▶ **SET TASKS**:
- A) Reproduce verbatim the part of the letter about The Sun that begins with the words "In my journalism" and ends after the words "beings, not consumers.".
- B) Answer these questions from the letter about The Sun:
(i) In what town and state did the writer attend journalism school?
(ii) According to Sy Safransky, what did he want The Sun to be an oasis from?
(iii) What was the writer later hired full time to help manage?

[START OF SELECTED EXCERPT]

Dear Reader,

In my first year of journalism school in Chapel Hill, North Carolina, while my classmates applied for summer internships at public-relations firms and in corporate newsrooms, I sent a handwritten note to the editor of an unusual nonprofit journal I’d recently discovered. Curiosity, not ambition, inspired me to write. This humble magazine was unlike any other I’d seen — authentic, intimate, and relevant to me in surprising ways — and I wanted to meet its creator. Since his office was not far from campus, a week later I rode my bike toward the low-rent part of town to visit him. I turned right at the tire shop and parked in front of an old house with a porch swing. Inside I found editor Sy Safransky seated at an oak desk beside a window. Like the magazine itself, The Sun’s office was quiet, uncluttered, and full of light. When Sy mentioned a project he could use help with, I leapt at the chance to volunteer.

In my journalism classes I’d been taught that magazines needed either ad revenue or major corporate benefactors to stay afloat. So I was baffled to discover that The Sun had neither. Didn’t the publication need the money? Weren’t readers accustomed to seeing ads? When I posed these questions to Sy, he ran a hand through his unruly gray curls, peered at me through his John Lennon glasses, and flashed his boyish smile. He wasn’t against ads, he said; he simply didn’t feel they belonged in such a personal magazine. (Nor did he object to mariachi bands, but he wouldn’t want one serenading him at his desk.) He wanted The Sun to be an oasis from the noise and temptations of a commercially driven culture, a place where readers were addressed as human beings, not consumers.

I nodded as if I understood, but I wasn’t sure. The way he spoke about publishing was entirely new to me. Later, after I was hired full time to help manage The Sun’s circulation, I often reflected on this conversation. When large bookstore chains said that thickening the magazine with ads would increase its “perceived value” for customers, and a consultant advised us to pluck the “low-hanging fruit” of ad revenue, I wondered if they might be right. I longed for a quick and easy way to improve The Sun’s bottom line.

But the absence of advertising, I’ve realized, enriches the magazine in ways that can’t be tallied in a spreadsheet. The writing in The Sun makes an impression partly because readers can give it their undivided attention. An interview that punctures a reader’s illusions isn’t followed by an ad selling a fantasy of the good life. An author’s quiet expression of truth isn’t drowned out by the siren call of a one-time offer. Because The Sun is entirely reader supported, we are also able to consistently print what is meaningful and enduring rather than what is merely marketable.

[END OF SELECTED EXCERPT]
[START OF DATA EXCERPTS]

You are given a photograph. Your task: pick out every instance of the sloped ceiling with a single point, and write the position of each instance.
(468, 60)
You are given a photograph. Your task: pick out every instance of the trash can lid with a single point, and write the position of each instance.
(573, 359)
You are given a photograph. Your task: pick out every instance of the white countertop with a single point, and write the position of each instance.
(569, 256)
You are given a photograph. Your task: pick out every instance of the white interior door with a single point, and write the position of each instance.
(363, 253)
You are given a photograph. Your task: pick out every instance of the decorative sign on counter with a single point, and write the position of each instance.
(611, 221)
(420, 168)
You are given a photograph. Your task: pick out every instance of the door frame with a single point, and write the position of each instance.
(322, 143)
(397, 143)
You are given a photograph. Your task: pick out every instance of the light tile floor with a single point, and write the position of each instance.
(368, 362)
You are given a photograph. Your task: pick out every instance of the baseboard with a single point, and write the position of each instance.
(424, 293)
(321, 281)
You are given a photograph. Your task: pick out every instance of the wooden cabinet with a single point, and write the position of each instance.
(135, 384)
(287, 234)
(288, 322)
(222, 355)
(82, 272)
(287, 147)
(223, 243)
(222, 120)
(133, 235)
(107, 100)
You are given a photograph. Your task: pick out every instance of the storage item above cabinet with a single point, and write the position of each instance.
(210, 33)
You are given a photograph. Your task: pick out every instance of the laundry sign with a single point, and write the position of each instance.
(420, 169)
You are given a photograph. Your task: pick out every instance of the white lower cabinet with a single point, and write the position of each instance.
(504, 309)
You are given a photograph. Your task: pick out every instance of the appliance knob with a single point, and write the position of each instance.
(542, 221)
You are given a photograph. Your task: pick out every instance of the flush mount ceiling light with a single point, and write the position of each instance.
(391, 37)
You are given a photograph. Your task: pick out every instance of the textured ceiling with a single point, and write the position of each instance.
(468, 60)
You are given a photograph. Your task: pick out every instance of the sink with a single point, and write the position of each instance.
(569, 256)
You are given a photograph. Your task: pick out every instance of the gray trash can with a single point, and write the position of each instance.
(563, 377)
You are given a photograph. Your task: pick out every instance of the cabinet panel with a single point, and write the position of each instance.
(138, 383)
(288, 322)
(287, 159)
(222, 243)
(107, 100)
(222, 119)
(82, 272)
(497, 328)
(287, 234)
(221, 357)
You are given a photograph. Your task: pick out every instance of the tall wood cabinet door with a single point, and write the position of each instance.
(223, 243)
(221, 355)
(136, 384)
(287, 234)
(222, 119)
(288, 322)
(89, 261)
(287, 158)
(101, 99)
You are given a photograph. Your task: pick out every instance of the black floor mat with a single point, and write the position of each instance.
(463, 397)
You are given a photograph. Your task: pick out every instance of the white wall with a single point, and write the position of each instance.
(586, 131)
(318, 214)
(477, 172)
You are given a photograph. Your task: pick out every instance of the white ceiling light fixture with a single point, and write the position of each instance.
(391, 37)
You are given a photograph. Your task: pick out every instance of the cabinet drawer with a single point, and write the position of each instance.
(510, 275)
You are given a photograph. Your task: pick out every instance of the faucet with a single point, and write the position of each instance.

[END OF DATA EXCERPTS]

▶ **TASK-BY-TASK SOLUTIONS**:
- A)
In my journalism classes I’d been taught that magazines needed either ad revenue or major corporate benefactors to stay afloat. So I was baffled to discover that The Sun had neither. Didn’t the publication need the money? Weren’t readers accustomed to seeing ads? When I posed these questions to Sy, he ran a hand through his unruly gray curls, peered at me through his John Lennon glasses, and flashed his boyish smile. He wasn’t against ads, he said; he simply didn’t feel they belonged in such a personal magazine. (Nor did he object to mariachi bands, but he wouldn’t want one serenading him at his desk.) He wanted The Sun to be an oasis from the noise and temptations of a commercially driven culture, a place where readers were addressed as human beings, not consumers.

- B)
(i) Chapel Hill, North Carolina.
(ii) The noise and temptations of a commercially driven culture.
(iii) The Sun's circulation.